(Given data begins)

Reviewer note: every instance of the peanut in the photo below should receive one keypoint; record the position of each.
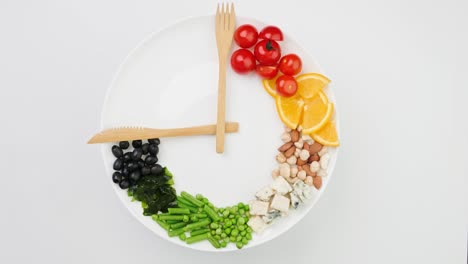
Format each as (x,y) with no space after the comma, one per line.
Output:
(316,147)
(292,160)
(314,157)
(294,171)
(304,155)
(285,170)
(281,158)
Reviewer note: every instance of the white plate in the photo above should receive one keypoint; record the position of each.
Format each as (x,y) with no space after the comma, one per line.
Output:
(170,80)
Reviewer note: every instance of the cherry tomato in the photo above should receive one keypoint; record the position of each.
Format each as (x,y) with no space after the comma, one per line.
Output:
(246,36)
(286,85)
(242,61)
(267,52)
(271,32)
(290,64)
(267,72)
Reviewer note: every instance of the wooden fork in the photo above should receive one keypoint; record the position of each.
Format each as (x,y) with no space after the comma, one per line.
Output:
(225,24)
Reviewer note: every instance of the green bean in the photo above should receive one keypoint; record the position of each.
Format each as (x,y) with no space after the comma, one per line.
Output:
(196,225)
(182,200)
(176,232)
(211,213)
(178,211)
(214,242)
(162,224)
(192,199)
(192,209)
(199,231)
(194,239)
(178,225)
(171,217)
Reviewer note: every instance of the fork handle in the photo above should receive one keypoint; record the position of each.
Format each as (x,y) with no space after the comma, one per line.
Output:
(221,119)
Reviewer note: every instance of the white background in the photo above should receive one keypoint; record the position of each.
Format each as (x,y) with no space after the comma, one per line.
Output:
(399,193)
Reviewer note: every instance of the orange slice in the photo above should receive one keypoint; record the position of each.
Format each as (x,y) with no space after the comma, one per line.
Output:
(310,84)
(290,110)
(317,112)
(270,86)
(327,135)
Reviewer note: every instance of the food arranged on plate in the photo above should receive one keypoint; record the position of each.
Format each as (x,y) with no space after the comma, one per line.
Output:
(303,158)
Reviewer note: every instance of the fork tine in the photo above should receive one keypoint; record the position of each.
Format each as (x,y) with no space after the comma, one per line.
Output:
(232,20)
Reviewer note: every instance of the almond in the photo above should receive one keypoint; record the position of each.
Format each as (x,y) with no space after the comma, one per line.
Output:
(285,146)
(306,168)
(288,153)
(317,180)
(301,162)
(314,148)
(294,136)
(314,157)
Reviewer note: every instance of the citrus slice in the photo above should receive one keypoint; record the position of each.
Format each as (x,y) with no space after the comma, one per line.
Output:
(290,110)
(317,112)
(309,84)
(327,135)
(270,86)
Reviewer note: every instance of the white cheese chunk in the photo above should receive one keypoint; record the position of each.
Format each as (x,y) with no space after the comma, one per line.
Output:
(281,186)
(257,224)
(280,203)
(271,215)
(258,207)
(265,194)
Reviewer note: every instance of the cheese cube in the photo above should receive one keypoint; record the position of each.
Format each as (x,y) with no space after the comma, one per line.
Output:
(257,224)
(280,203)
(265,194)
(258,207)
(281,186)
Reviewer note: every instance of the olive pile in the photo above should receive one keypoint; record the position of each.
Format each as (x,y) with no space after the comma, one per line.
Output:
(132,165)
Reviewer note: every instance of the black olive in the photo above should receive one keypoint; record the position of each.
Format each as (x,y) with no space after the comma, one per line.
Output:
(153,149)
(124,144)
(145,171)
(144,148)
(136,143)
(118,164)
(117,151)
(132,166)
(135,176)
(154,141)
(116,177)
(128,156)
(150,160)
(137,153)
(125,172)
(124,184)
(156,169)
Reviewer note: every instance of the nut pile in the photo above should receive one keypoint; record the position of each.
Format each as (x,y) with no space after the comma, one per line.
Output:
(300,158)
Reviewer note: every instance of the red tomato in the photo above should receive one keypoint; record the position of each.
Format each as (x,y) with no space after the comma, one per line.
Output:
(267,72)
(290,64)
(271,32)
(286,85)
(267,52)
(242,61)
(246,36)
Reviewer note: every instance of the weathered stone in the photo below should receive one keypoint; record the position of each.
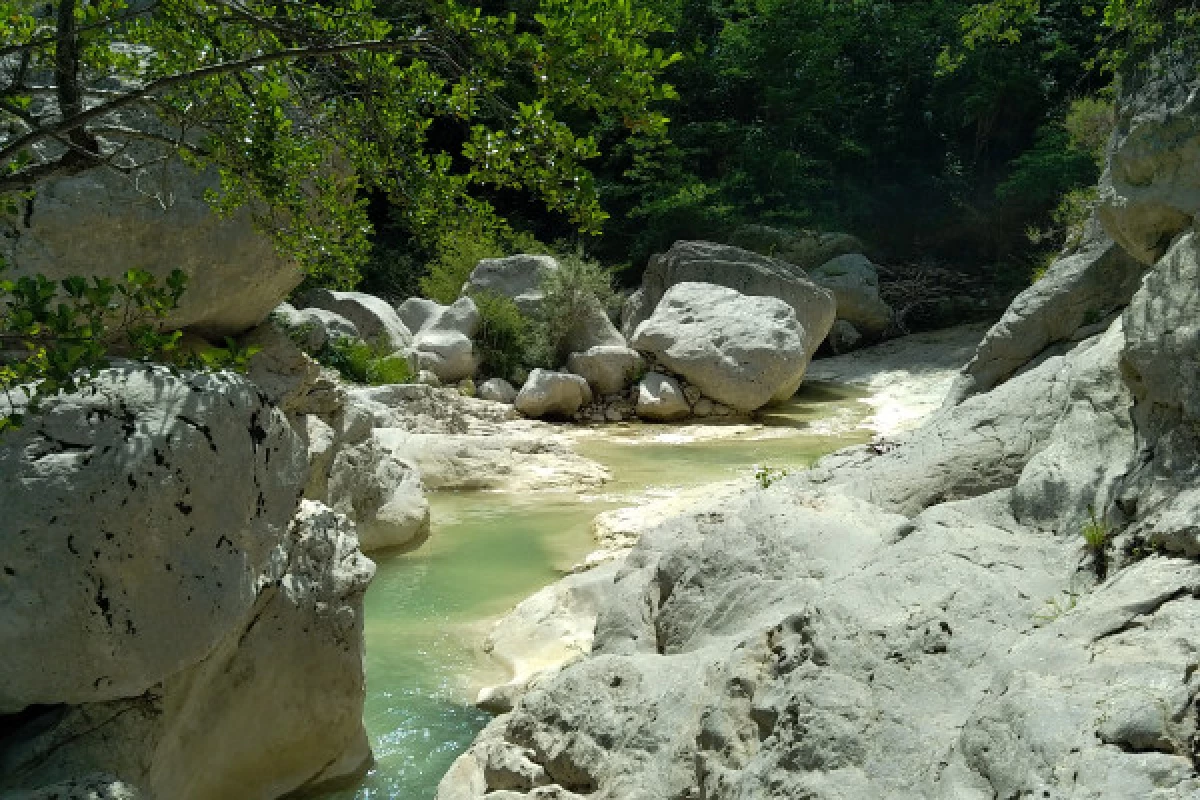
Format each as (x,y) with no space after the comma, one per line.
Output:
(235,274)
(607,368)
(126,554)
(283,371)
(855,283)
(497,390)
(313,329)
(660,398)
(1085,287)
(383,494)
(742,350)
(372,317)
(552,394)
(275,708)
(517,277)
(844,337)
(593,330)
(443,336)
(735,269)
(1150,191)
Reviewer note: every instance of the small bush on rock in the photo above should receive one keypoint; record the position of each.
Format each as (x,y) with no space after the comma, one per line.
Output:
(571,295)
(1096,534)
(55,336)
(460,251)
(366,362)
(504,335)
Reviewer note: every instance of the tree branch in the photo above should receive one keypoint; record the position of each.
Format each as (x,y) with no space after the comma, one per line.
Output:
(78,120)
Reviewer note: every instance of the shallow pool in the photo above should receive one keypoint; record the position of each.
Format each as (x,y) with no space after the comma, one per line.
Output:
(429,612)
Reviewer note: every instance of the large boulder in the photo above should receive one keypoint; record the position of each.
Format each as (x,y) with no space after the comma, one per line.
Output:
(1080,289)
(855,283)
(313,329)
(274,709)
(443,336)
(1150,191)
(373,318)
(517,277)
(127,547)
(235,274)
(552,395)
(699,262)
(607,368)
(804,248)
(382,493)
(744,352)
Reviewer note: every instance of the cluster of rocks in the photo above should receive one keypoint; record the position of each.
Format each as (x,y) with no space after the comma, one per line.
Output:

(Given data ends)

## What you need to do
Of all the entries above, how many lines contain the string "pile"? Answer with the number only.

## Response box
2